- [Exercise instructions]:
Every line of the entries below that includes "water" belongs in the answer, copied as written.

- [Entries supplied]:
+ + + + + + +
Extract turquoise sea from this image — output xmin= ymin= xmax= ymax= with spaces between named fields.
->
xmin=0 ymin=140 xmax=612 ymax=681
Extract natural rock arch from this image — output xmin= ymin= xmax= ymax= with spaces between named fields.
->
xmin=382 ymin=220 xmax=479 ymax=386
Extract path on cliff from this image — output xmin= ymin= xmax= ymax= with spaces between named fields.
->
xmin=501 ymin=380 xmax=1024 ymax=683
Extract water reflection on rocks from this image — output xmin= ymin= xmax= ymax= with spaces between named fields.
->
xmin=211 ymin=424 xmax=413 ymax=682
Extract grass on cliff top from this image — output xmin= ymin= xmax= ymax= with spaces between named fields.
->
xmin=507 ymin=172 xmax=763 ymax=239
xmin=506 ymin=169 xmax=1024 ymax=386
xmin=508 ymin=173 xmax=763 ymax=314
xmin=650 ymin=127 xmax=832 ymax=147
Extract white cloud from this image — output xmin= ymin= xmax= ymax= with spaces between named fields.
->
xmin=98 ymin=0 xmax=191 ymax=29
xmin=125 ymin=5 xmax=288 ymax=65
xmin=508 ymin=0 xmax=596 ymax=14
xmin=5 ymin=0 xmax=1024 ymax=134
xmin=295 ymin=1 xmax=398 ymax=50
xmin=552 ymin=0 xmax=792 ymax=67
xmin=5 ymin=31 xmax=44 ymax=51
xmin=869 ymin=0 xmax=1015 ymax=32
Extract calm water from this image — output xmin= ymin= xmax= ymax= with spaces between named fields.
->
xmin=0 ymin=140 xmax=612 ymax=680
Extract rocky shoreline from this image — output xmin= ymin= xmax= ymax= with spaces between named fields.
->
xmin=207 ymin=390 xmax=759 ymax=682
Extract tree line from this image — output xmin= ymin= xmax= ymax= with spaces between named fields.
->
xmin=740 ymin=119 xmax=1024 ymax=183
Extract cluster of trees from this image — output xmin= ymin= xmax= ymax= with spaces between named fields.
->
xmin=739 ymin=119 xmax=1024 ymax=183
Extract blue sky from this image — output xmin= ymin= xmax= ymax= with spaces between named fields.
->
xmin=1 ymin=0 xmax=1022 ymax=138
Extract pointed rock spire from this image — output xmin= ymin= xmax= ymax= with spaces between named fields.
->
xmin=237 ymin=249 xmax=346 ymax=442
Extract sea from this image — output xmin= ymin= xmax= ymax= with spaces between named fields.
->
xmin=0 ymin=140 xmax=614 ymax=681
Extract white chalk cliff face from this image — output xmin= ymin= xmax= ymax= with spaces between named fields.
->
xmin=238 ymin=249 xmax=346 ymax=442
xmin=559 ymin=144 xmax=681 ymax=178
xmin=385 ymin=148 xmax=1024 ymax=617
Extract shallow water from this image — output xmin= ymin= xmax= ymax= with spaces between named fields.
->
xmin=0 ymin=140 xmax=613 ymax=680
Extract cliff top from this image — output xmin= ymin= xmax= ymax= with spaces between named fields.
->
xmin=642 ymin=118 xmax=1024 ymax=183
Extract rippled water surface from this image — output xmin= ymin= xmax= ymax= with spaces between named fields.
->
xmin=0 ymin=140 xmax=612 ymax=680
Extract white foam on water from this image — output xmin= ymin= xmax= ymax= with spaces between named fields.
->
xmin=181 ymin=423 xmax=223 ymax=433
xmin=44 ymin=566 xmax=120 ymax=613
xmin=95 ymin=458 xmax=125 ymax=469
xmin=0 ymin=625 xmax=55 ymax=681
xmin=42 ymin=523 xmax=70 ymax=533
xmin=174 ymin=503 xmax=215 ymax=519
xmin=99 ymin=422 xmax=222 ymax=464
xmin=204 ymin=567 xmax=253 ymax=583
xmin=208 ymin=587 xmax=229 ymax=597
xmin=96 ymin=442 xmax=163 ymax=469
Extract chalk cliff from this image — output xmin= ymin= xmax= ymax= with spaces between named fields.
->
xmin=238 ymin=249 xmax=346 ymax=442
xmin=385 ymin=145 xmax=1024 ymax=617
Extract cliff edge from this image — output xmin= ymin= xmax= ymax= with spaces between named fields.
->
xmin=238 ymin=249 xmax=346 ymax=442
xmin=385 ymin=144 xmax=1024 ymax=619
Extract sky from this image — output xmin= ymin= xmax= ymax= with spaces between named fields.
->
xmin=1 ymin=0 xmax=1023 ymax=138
+ + + + + + +
- [Result]:
Extract water reflection on rocks from this image — output xmin= ymin= xmax= ymax= with spaces between named fields.
Extract calm water from this image — output xmin= ymin= xmax= ymax= with spaces between named fields.
Extract shallow water from this image — output xmin= ymin= xmax= ymax= with spaces between named fields.
Extract rippled water surface from this image — output xmin= ymin= xmax= ymax= with spaces between named fields.
Extract white foam on water from this image — output xmin= ymin= xmax= ymax= with spaces between named fields.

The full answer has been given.